• BRIEF:
Rewrite the lines of the records below as a numbered list, omitting any blank lines and leaving out the pictures.

• GIVEN RECORDS:
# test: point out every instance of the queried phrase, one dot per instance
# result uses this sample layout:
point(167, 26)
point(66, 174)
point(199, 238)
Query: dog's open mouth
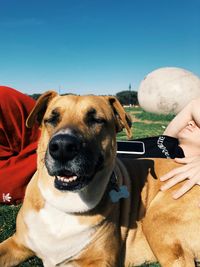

• TASK RESPONSE:
1. # test: point out every instance of the queried phrase, one dot per instance
2. # result uses this sample layout:
3. point(167, 26)
4. point(66, 174)
5. point(199, 238)
6. Query: dog's open mouth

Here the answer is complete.